**Assignment:** In the entries below, find the line with "In the photo above, where can the sheet" and the line with "In the photo above, where can the white". Print those two and everything between them exactly, and nothing else.

Material provided: Begin

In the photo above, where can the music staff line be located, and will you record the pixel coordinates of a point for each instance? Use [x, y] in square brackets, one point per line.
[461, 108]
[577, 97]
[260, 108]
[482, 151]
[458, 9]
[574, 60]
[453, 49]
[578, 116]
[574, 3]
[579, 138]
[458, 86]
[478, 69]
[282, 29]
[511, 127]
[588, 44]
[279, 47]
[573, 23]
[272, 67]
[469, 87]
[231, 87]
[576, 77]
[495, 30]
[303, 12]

Material provided: End
Material provided: Begin

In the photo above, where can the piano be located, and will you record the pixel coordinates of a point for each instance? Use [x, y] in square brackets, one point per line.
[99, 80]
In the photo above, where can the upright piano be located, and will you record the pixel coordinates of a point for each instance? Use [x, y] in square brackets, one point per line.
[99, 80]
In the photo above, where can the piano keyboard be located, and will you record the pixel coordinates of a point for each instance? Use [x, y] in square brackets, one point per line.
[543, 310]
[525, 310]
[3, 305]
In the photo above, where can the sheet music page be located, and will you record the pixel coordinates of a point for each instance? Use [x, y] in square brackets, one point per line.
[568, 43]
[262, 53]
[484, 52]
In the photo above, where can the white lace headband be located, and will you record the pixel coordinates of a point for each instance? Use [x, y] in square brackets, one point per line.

Material provided: End
Material provided: Begin

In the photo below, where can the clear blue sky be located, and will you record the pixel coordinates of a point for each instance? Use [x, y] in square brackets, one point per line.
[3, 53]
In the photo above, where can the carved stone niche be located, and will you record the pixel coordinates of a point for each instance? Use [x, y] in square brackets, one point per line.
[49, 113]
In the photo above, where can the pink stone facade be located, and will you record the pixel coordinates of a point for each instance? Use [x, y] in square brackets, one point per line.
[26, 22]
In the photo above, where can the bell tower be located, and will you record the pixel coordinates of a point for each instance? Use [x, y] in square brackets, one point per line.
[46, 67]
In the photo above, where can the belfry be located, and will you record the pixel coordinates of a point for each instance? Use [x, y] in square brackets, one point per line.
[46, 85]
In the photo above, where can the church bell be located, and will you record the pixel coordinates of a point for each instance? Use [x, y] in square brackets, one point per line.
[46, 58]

Material provided: End

**Task solution:**
In the photo above, where can the sheet music page be located, and will you record the pixel coordinates of a point for each instance? Use [x, y] in square brackets, one point per line.
[568, 43]
[262, 53]
[484, 52]
In the photo above, where can the white lace headband be located, and will you record the pixel coordinates of a point for each instance? Use [x, y] in square brackets, one point per line.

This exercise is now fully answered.